[Stated goal]: Reproduce the rows word for word, starting with the first one and ending with the line that contains "[147,169,167,229]", both included.

Bounding-box rows
:::::
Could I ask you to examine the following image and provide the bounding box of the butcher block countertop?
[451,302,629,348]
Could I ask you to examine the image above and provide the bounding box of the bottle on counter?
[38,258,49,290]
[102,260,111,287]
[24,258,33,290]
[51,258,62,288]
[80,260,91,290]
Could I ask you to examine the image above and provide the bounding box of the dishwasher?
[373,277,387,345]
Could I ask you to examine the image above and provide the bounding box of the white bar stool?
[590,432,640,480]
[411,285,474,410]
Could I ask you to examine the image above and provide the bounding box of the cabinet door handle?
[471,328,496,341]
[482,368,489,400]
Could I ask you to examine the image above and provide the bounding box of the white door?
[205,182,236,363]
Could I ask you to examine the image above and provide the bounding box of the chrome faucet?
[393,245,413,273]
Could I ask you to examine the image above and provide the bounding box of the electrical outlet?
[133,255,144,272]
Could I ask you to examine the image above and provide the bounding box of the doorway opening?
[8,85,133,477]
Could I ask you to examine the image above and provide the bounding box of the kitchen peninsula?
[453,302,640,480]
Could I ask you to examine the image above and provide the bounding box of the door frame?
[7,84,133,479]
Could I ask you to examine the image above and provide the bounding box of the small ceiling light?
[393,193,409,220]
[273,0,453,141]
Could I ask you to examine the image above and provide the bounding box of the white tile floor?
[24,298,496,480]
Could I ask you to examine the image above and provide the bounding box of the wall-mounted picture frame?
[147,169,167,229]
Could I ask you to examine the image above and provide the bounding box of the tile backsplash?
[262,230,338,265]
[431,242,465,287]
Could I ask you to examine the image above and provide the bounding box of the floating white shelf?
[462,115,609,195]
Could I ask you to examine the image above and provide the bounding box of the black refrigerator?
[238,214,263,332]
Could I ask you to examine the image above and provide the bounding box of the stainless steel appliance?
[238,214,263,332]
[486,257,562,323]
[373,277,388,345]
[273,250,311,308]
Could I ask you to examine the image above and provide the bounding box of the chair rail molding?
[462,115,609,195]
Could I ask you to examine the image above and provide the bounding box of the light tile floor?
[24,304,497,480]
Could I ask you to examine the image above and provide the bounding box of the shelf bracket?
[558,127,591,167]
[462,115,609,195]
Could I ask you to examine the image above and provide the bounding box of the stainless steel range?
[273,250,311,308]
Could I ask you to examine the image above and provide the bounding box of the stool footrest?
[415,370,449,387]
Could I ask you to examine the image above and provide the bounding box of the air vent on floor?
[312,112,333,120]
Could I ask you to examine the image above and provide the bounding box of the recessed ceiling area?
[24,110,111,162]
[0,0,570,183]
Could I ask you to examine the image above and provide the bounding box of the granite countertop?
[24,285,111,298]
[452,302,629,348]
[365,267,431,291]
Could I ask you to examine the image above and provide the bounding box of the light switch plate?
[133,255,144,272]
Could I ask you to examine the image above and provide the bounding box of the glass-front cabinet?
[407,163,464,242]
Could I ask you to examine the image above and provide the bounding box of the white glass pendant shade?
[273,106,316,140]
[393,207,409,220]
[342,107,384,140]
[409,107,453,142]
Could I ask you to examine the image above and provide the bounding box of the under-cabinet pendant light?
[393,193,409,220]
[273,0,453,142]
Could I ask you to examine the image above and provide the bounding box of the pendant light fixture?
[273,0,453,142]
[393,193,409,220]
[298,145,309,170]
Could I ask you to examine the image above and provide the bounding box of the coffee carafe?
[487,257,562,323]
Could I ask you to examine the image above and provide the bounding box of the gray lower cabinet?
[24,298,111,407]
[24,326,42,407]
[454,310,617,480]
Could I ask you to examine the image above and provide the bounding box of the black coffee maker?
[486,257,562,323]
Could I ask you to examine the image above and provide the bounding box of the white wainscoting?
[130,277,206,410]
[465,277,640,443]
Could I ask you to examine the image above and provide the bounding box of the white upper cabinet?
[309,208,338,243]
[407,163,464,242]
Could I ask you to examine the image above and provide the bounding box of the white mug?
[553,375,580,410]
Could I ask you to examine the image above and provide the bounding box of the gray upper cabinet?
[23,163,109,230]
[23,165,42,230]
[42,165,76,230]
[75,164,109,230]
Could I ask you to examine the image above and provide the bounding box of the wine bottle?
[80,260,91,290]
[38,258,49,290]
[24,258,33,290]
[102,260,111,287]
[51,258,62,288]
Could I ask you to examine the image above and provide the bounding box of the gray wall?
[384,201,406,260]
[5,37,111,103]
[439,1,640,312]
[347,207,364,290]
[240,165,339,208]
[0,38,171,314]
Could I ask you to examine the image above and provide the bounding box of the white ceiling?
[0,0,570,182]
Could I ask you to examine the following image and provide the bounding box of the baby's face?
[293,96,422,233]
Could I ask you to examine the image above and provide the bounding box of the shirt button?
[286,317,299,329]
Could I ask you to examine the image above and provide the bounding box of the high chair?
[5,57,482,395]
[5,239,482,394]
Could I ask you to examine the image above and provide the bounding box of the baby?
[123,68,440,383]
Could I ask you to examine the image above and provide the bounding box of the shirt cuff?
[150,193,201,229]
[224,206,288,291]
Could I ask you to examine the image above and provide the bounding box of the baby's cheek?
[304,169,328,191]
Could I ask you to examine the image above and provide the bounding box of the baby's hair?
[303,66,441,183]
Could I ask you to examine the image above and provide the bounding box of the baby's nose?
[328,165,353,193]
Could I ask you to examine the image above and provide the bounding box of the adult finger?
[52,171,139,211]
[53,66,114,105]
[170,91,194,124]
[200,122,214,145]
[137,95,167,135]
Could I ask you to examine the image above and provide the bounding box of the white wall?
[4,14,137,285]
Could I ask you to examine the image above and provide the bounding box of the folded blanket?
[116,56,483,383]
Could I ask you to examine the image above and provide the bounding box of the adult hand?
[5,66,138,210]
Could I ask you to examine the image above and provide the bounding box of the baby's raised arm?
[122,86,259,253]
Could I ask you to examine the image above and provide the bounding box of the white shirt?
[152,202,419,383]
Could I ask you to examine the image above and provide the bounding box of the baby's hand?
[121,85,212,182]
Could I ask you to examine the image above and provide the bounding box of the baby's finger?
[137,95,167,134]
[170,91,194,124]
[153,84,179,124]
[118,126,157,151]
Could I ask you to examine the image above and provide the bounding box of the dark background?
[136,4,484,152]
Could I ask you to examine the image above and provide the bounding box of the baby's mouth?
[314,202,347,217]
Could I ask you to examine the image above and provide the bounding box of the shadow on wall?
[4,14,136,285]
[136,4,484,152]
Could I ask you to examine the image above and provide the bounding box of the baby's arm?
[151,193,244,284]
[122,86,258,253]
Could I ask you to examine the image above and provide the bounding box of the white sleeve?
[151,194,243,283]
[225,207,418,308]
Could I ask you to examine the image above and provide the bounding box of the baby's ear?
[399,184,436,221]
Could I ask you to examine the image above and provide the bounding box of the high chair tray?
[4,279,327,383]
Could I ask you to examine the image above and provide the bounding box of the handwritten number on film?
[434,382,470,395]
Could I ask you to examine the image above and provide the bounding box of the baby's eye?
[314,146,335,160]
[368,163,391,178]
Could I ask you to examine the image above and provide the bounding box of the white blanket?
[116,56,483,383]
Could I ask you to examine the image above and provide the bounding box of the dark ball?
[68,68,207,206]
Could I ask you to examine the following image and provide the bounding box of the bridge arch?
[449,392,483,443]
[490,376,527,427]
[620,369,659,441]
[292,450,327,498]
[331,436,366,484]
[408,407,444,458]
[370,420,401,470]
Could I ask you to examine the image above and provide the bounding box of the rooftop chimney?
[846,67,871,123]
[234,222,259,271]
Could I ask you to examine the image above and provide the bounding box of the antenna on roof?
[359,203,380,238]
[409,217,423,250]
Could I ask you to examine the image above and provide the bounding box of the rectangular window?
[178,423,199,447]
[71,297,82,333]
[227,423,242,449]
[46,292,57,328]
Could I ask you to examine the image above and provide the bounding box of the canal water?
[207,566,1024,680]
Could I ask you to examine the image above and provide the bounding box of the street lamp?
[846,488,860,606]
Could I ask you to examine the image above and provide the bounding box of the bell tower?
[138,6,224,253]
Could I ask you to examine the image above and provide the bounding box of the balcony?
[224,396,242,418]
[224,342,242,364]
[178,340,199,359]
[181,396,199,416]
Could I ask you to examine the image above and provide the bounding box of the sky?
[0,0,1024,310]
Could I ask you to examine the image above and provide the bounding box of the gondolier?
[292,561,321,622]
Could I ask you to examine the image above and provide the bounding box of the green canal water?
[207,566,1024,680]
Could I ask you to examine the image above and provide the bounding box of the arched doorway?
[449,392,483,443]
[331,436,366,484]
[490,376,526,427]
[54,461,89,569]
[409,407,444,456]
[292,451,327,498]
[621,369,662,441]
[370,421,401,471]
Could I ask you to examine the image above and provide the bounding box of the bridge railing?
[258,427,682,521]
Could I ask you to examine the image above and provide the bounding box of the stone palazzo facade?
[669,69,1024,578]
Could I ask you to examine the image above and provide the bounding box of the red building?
:::::
[Response]:
Could I ask you to examine the following image and provide the bounding box of the butcher block countertop?
[451,302,629,348]
Could I ask you to examine the image above and provide the bounding box of the bottle on counter?
[38,258,49,290]
[102,260,111,287]
[24,258,33,290]
[51,258,62,288]
[80,260,91,290]
Could I ask you to examine the image above and provide the bounding box of the dishwasher?
[373,277,387,345]
Could I ask you to examine the image above and provide the bounding box of the white bar stool?
[590,432,640,480]
[411,285,474,410]
Could I ask you to examine the image above and provide the bounding box of the cabinet door handle?
[471,328,496,341]
[482,368,489,400]
Could I ask you to examine the image above and provide the bounding box of the white door?
[205,182,236,363]
Could I ask you to examine the image above and provide the bounding box of the chrome faucet?
[393,245,413,273]
Could I ask you to examine the image above and provide the bounding box of the electrical outlet?
[133,255,144,272]
Could I ask you to examine the image above and provide the bounding box of the doorway opening?
[8,85,133,477]
Could I ask you to examine the image above and provide the bounding box of the kitchen peninsula?
[453,302,640,480]
Could I ask you to examine the image above and provide the bounding box of the door frame?
[7,84,133,479]
Could I ask you to examine the image above and provide the bounding box of the small ceiling light?
[393,193,409,220]
[273,0,453,141]
Could I ask you to examine the image above and provide the bounding box of the white tile floor?
[24,298,496,480]
Could I ask you to examine the image above and provide the bounding box of the wall-mounted picture frame?
[147,169,167,229]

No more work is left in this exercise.